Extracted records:
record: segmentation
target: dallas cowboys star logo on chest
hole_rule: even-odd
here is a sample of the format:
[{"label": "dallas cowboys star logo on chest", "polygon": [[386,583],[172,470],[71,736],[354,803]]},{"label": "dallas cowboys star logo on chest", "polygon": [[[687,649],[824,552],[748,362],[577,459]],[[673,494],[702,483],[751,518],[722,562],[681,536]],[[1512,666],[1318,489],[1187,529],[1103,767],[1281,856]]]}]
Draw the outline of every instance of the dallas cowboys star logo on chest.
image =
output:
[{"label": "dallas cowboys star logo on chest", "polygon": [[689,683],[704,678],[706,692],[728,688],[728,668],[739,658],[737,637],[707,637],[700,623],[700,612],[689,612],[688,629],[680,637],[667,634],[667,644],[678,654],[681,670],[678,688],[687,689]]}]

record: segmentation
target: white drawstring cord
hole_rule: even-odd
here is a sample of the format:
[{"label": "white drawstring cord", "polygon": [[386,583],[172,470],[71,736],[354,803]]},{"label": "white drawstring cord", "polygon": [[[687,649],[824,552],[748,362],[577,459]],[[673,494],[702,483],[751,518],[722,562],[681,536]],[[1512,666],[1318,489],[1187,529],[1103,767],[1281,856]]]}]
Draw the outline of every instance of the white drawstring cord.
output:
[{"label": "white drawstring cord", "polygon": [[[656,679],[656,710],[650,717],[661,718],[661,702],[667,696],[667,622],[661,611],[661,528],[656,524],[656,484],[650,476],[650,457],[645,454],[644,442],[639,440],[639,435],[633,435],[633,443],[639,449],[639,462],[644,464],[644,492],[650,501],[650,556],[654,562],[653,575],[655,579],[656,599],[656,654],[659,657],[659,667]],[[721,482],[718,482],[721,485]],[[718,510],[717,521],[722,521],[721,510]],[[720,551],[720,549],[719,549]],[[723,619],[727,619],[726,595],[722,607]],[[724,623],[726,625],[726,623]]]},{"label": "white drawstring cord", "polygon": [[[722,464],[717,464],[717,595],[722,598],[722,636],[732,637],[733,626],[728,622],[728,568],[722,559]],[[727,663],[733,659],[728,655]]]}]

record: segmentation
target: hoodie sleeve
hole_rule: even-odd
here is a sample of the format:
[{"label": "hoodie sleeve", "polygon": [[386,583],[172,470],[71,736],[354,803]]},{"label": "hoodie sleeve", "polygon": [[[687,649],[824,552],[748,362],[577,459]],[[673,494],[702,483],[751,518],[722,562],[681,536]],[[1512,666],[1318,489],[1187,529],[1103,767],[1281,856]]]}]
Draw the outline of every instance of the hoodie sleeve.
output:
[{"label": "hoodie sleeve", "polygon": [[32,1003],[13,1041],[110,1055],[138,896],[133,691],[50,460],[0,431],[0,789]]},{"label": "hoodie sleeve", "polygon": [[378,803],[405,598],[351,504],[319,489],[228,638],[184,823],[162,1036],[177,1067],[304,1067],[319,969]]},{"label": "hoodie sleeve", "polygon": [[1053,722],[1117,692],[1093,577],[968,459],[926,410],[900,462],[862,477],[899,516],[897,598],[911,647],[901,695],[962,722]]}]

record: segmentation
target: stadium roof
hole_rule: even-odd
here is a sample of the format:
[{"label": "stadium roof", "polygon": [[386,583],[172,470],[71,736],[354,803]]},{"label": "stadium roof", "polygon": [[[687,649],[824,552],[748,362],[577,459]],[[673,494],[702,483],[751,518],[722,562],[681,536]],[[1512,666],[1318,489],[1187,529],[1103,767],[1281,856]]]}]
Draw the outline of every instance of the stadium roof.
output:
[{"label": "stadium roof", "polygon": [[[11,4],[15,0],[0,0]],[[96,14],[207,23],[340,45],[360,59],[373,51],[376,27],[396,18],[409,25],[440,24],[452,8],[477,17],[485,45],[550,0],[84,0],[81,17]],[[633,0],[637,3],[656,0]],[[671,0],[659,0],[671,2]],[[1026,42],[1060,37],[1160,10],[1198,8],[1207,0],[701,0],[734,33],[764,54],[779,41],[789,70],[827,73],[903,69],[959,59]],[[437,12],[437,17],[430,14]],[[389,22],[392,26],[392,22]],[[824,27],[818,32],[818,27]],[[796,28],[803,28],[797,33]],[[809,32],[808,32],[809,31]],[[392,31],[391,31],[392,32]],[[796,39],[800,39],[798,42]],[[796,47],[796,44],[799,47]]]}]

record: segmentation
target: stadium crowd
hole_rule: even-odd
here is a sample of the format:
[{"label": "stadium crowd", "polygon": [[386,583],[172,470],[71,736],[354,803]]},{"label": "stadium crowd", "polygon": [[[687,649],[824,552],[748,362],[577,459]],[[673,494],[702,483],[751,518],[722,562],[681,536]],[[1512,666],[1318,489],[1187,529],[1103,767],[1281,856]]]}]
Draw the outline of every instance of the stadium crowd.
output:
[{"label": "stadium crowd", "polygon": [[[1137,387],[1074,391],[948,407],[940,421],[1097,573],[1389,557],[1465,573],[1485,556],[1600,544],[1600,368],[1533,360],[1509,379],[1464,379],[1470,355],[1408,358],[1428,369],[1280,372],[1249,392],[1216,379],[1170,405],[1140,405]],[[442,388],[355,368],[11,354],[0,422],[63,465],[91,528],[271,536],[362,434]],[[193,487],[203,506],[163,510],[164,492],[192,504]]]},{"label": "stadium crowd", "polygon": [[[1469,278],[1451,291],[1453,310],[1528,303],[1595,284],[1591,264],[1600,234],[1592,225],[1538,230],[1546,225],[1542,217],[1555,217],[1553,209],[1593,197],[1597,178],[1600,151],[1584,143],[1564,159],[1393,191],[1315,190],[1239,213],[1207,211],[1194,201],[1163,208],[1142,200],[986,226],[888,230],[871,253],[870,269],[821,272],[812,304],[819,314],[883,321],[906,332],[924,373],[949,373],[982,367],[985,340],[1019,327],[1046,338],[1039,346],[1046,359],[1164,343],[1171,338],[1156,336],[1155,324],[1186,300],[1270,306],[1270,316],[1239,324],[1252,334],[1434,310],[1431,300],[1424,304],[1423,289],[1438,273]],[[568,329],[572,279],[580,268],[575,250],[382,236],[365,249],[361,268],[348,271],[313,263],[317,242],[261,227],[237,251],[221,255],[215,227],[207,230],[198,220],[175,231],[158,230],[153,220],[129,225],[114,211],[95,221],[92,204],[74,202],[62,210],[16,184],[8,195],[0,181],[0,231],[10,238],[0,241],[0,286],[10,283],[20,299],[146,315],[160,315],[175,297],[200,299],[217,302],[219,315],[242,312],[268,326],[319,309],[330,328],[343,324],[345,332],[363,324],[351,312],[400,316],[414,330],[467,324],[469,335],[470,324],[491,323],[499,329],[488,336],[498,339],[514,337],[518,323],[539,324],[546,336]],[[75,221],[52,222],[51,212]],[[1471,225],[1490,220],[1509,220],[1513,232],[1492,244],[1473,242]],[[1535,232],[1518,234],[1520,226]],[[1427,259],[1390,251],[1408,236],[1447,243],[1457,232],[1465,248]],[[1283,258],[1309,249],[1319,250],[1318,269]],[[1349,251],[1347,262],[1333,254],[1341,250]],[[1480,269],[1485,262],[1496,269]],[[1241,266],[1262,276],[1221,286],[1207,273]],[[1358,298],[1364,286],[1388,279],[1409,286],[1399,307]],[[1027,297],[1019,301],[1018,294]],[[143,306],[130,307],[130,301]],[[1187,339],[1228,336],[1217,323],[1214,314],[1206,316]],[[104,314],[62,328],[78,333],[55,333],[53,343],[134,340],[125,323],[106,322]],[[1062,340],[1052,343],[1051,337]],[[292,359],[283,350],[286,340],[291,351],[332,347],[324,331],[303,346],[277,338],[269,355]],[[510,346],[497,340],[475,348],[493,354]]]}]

▸ What is expected
Your answer must be an exact transcription of every record above.

▸ Task output
record: segmentation
target: dallas cowboys star logo on chest
hole_rule: even-odd
here is a sample of the format:
[{"label": "dallas cowboys star logo on chest", "polygon": [[386,583],[172,470],[71,736],[354,803]]},{"label": "dallas cowboys star logo on chest", "polygon": [[[687,649],[824,552],[748,362],[577,459]],[[673,494],[702,483],[751,518],[722,562],[681,536]],[[1512,666],[1318,489],[1187,529],[1103,767],[1281,856]]]}]
Draw the outline of every instance of the dallas cowboys star logo on chest.
image =
output:
[{"label": "dallas cowboys star logo on chest", "polygon": [[689,683],[704,678],[706,692],[728,688],[728,668],[739,658],[737,637],[707,637],[700,623],[700,612],[689,612],[688,629],[680,637],[667,634],[667,644],[678,654],[681,670],[678,688],[687,689]]}]

record: segmentation
target: white drawstring cord
hole_rule: even-odd
here is a sample of the format:
[{"label": "white drawstring cord", "polygon": [[386,583],[172,470],[71,736],[354,803]]},{"label": "white drawstring cord", "polygon": [[[687,649],[824,552],[748,362],[577,459]],[[673,494],[702,483],[751,518],[722,562],[681,536]],[[1512,666],[1318,489],[1187,529],[1103,767],[1281,856]]]}]
Draw the outline of every instance of the white drawstring cord.
output:
[{"label": "white drawstring cord", "polygon": [[[656,679],[656,710],[650,717],[661,718],[661,702],[667,696],[667,622],[661,611],[661,528],[656,524],[656,484],[650,476],[650,457],[645,454],[644,442],[639,440],[639,435],[633,435],[633,443],[639,449],[639,462],[644,464],[644,492],[650,501],[650,556],[654,562],[653,575],[655,579],[656,599],[656,654],[659,657],[659,667]],[[721,482],[718,482],[721,485]],[[718,510],[717,521],[722,521],[721,510]],[[720,551],[720,549],[719,549]],[[723,619],[727,619],[726,595],[722,607]],[[724,623],[726,625],[726,623]]]},{"label": "white drawstring cord", "polygon": [[[722,464],[717,464],[717,595],[722,598],[722,636],[732,637],[733,626],[728,622],[728,568],[722,559]],[[727,663],[733,659],[728,655]]]}]

record: segmentation
target: hoodie sleeve
hole_rule: even-odd
here is a sample of the format:
[{"label": "hoodie sleeve", "polygon": [[386,583],[172,470],[71,736],[354,803]]},{"label": "hoodie sleeve", "polygon": [[[687,649],[824,552],[748,362],[577,459]],[[673,494],[702,483],[751,518],[722,562],[681,536]],[[1512,666],[1318,489],[1187,529],[1103,767],[1281,856]]]}]
Draw the outline of every instance of the hoodie sleeve.
output:
[{"label": "hoodie sleeve", "polygon": [[32,1003],[13,1041],[110,1055],[138,896],[133,691],[50,460],[0,431],[0,789]]},{"label": "hoodie sleeve", "polygon": [[378,803],[405,598],[351,504],[319,489],[228,638],[184,823],[162,1036],[177,1067],[304,1067],[319,969]]},{"label": "hoodie sleeve", "polygon": [[1053,722],[1117,692],[1093,577],[968,459],[926,410],[900,462],[862,477],[899,516],[897,598],[911,647],[901,695],[962,722]]}]

record: segmentation
target: stadium roof
hole_rule: even-odd
here is a sample of the format:
[{"label": "stadium roof", "polygon": [[386,583],[172,470],[71,736],[354,803]]},{"label": "stadium roof", "polygon": [[[687,649],[824,552],[748,362],[577,459]],[[673,494],[702,483],[751,518],[722,562],[681,536]],[[1512,666],[1318,489],[1187,529],[1103,767],[1281,856]]]}]
Draw the outline of every instance of the stadium roof.
output:
[{"label": "stadium roof", "polygon": [[[11,4],[15,0],[0,0]],[[96,14],[207,23],[340,45],[360,59],[373,51],[376,27],[396,18],[409,25],[440,24],[452,8],[477,17],[485,45],[550,0],[84,0],[81,17]],[[633,0],[637,3],[656,0]],[[671,0],[659,0],[671,2]],[[1026,42],[1060,37],[1160,10],[1198,8],[1207,0],[701,0],[734,33],[764,54],[779,41],[789,70],[827,73],[903,69],[959,59]],[[437,12],[437,17],[430,14]],[[389,22],[392,26],[392,22]],[[824,27],[818,32],[818,27]],[[796,28],[803,28],[797,33]],[[809,32],[808,32],[809,31]],[[392,31],[391,31],[392,32]],[[796,39],[800,39],[798,42]],[[796,47],[796,44],[799,47]]]}]

record: segmentation
target: stadium crowd
hole_rule: even-odd
here is a sample of the format:
[{"label": "stadium crowd", "polygon": [[386,583],[172,470],[71,736],[354,803]]},{"label": "stadium crowd", "polygon": [[[687,649],[824,552],[748,362],[577,459]],[[673,494],[702,483],[751,518],[722,562],[681,536]],[[1512,666],[1318,489],[1187,529],[1103,767],[1281,856]]]}]
Draw the outline of every instance of the stadium crowd.
output:
[{"label": "stadium crowd", "polygon": [[[1137,387],[1074,391],[948,407],[940,421],[1097,573],[1389,557],[1465,573],[1485,556],[1600,544],[1600,368],[1533,360],[1509,379],[1464,379],[1470,355],[1408,358],[1428,369],[1280,372],[1249,392],[1216,379],[1170,405],[1140,405]],[[442,388],[355,368],[11,354],[0,422],[63,465],[91,528],[271,536],[362,434]],[[193,487],[203,506],[163,510],[164,492],[192,504]]]},{"label": "stadium crowd", "polygon": [[[1469,278],[1451,291],[1453,310],[1528,303],[1595,284],[1591,264],[1600,234],[1592,225],[1538,230],[1546,225],[1542,217],[1555,217],[1553,209],[1593,197],[1597,178],[1600,151],[1584,143],[1564,159],[1393,191],[1315,190],[1239,213],[1207,211],[1194,201],[1163,208],[1142,200],[986,226],[888,230],[871,253],[870,269],[821,272],[812,304],[819,314],[883,321],[906,332],[924,373],[949,373],[982,367],[985,340],[1019,327],[1046,338],[1039,346],[1046,359],[1164,343],[1171,338],[1156,336],[1155,324],[1186,300],[1270,306],[1270,316],[1239,324],[1252,334],[1434,310],[1431,300],[1424,304],[1423,289],[1438,273]],[[568,329],[572,279],[580,268],[575,250],[382,236],[365,249],[361,268],[348,271],[313,263],[317,242],[261,227],[237,251],[221,255],[215,227],[207,230],[198,220],[175,231],[158,230],[153,220],[129,225],[114,211],[95,221],[92,204],[74,202],[62,210],[16,184],[8,195],[0,181],[0,231],[10,238],[0,241],[0,286],[10,283],[20,299],[146,315],[160,315],[175,297],[200,299],[217,302],[219,315],[242,312],[268,326],[319,309],[330,328],[343,324],[345,332],[363,324],[351,312],[400,316],[414,330],[467,324],[469,335],[470,324],[491,323],[499,329],[488,336],[498,339],[514,337],[518,323],[539,324],[546,336]],[[75,221],[52,222],[51,212]],[[1471,225],[1490,220],[1509,220],[1513,232],[1492,244],[1473,242]],[[1535,232],[1518,234],[1520,226]],[[1427,259],[1390,251],[1408,236],[1447,243],[1457,232],[1465,248]],[[1283,258],[1309,249],[1319,250],[1318,269]],[[1349,251],[1347,262],[1333,254],[1341,250]],[[1480,269],[1485,262],[1496,269]],[[1241,266],[1262,276],[1221,286],[1207,273]],[[1358,298],[1364,286],[1388,279],[1409,286],[1399,307]],[[1027,297],[1019,301],[1018,294]],[[143,306],[130,307],[130,301]],[[1187,339],[1228,336],[1217,323],[1214,314],[1206,316]],[[104,314],[62,328],[78,333],[55,333],[53,343],[134,340],[125,323],[106,322]],[[1062,340],[1052,343],[1051,337]],[[292,359],[283,350],[286,340],[291,351],[332,347],[324,331],[303,346],[277,338],[269,355]],[[510,346],[497,340],[475,348],[493,354]]]}]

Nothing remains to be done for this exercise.